Top of GIVEN TEXT

The city's response to last summer's outbreak of Legionnaires' disease:
"Awful. They failed us. That’s why I had to call the governor. In that two week span in the summer of 2015, we lost more lives than two and a half months in violent crime, in homicides in our borough. From early on, I wanted to work with the City of New York, but it seemed like they didn’t have answers, so at some point, we needed all hands on deck. At some point, we needed boots on the ground, and I wasn’t comfortable that that was happening just from the city’s perspective."
The "Piano District" controversy:
"We don’t even want to revisit that because he [developer Keith Rubenstein] did it innocently. He wanted to pay homage to that area. It's Port Morris. It will always be Port Morris/Mott Haven. Let’s put that to rest. Moving forward, I think it would be a beautiful location. I think it could be the catalyst for more development along that waterfront. It’s just that people still want to rehash that as a way of trying to fight against it.
"Was some of the art [at Rubenstein's party] in poor taste? Yes. Did it depict what we were like in the '70s and the '80s? Perhaps. But that was art, right, that was a form of expression. It seems to me that there are some people who would protest that art of what we used to be like but in reality still want us to be like that."
His relationship with his father, state Sen. Ruben Diaz Sr.:
"We differ. We have differences. We’ve had differences in our past, and I suspect that we’ll continue to have differences. We all have parents here, and I can safely say that the parents don’t always get it right."
Policing and crime in The Bronx:
"We all know that we need each other. We know that on both sides we have rotten apples, that there are rotten apples in the NYPD, that there are rotten apples in our community. But overall everyone understands that The Bronx is the safest Bronx that the world has seen in 50 years, and that’s, yes, because of the NYPD, and so we give them kudos, and we continue to work with them, but it’s also because of the citizenry, and so the NYPD appreciates that as well.
"We have a lot of work to do still. People still feel like they’re wrongfully targeted, but overall, there is no question in my mind that The Bronx community at large appreciates the NYPD and that the NYPD appreciates the level of support that they get from The Bronx community."

Bottom of GIVEN TEXT
Top of DATA EXCERPTS

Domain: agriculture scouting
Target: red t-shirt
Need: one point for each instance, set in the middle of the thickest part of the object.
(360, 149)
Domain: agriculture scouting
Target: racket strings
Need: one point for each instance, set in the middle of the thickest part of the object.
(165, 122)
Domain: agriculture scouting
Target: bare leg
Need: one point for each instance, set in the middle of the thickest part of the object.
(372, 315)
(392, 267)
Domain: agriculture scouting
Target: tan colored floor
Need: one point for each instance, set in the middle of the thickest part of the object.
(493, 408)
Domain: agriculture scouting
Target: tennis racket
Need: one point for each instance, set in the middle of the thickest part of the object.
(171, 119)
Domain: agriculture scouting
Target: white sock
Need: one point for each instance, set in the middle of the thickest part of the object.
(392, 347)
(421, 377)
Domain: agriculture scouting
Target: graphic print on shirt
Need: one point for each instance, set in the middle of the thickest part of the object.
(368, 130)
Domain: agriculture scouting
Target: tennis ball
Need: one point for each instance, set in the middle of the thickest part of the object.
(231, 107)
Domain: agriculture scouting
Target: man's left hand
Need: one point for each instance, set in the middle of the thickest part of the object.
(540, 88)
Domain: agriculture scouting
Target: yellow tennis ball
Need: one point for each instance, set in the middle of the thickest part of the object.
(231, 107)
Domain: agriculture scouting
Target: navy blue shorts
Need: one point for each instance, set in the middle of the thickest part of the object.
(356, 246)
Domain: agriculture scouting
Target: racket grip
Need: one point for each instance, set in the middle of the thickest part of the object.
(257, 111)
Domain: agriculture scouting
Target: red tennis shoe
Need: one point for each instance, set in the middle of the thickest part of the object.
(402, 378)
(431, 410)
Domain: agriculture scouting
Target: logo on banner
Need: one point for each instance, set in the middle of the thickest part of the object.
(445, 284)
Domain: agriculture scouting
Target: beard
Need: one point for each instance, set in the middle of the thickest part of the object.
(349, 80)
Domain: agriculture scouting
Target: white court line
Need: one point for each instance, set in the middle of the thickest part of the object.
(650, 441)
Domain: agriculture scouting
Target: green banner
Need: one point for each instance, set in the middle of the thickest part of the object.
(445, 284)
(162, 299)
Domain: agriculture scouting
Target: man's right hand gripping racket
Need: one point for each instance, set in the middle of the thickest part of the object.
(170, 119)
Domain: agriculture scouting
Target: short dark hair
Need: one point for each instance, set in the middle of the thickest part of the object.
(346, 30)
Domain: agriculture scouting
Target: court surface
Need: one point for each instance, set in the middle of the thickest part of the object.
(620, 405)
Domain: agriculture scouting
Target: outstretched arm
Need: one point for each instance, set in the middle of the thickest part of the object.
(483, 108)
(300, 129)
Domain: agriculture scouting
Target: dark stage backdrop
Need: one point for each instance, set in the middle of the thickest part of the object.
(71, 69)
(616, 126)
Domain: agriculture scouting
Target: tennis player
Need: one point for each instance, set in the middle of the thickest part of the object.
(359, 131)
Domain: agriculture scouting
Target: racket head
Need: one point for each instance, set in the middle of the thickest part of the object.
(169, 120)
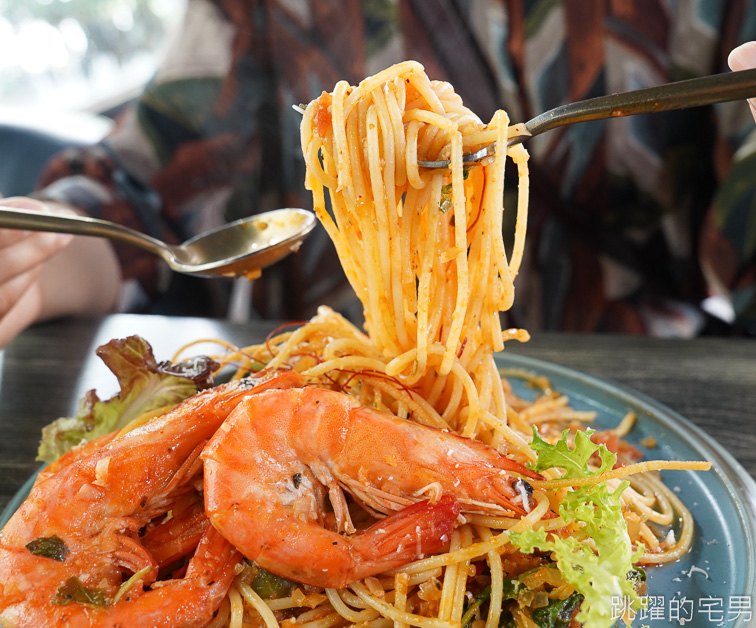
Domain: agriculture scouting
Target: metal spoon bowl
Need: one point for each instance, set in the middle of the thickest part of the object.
(238, 249)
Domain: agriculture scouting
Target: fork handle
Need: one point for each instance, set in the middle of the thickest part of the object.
(695, 92)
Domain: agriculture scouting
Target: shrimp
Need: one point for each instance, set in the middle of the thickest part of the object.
(269, 466)
(93, 509)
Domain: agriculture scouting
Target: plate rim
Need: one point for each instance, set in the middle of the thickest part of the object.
(741, 486)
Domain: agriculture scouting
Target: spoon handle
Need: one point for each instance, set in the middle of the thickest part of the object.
(695, 92)
(13, 218)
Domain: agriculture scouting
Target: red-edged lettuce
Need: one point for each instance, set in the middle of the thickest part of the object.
(603, 576)
(145, 385)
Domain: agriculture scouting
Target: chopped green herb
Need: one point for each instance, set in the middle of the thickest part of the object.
(49, 547)
(512, 587)
(74, 591)
(268, 585)
(558, 614)
(472, 608)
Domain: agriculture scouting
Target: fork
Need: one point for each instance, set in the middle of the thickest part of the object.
(696, 92)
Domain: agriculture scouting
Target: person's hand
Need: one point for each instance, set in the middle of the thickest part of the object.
(744, 58)
(22, 257)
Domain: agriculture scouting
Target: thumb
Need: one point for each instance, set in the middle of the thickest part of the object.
(743, 57)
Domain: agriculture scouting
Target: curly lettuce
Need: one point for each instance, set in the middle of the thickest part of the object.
(598, 559)
(145, 385)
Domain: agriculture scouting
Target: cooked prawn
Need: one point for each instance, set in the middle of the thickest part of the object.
(96, 505)
(269, 466)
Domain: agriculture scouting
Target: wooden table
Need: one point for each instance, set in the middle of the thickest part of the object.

Bottom of DATA EXCERPTS

* [REQUIRED TASKS]:
1/ Edit the Bronx passage between "His relationship with" and "that as well.", inclusive, and replace "rotten apples" with "bad actors".
2/ Translate this sentence from the Bronx passage into Spanish: "We have a lot of work to do still."
3/ Write the next part of the Bronx passage, starting after its final sentence.
The lines have no connection to the Bronx passage.

* [RESULTS FOR EACH TASK]:
1/
His relationship with his father, state Sen. Ruben Diaz Sr.:
"We differ. We have differences. We’ve had differences in our past, and I suspect that we’ll continue to have differences. We all have parents here, and I can safely say that the parents don’t always get it right."
Policing and crime in The Bronx:
"We all know that we need each other. We know that on both sides we have bad actors, that there are bad actors in the NYPD, that there are bad actors in our community. But overall everyone understands that The Bronx is the safest Bronx that the world has seen in 50 years, and that’s, yes, because of the NYPD, and so we give them kudos, and we continue to work with them, but it’s also because of the citizenry, and so the NYPD appreciates that as well.

2/ Todavía tenemos mucho trabajo por hacer.

3/
His relationship with Gov. Andrew Cuomo:
"The governor is a great friend to me personally. He’s been exceptional in terms of his support for The Bronx, and I’ll say this here, I’ll say this anywhere: next year, I will be honored to have Gov. Andrew Cuomo’s support for any position that I run for if he would give it to me.
"The governor and I have never, we’ve never ever had a conversation about me running for mayor."
His relationship with Mayor Bill de Blasio:
"It's cordial. Universal pre-k, Bronxites benefit from that. His executive order to increase the living wage when you receive a subsidy citywide, The Bronx benefits from that. There are so many different things that he's done, but when you look at a direct investment in our borough, and you compare it to what we’ve seen from the state — the four Metro-North stations, investment in Roberto Clemente State Park — what we’re hoping from the City of New York is for more of this to happen at a citywide level."
His support for charter schools:
"I support charter schools, always have. I believe that you don’t have to be against traditional public schools in order to be pro charter schools and vice versa. I think that the conversation has become too emotional.
"P.S. 55 is in one of the most challenging parts of The Bronx, and they collocate with a charter school, and that’s a prime example of how the two principals get along, the parents get along, the students work together. They share space, equipment, resources, and there’s a harmonious climate and environment there that I would hope that the rest of the city could look to and try to emulate."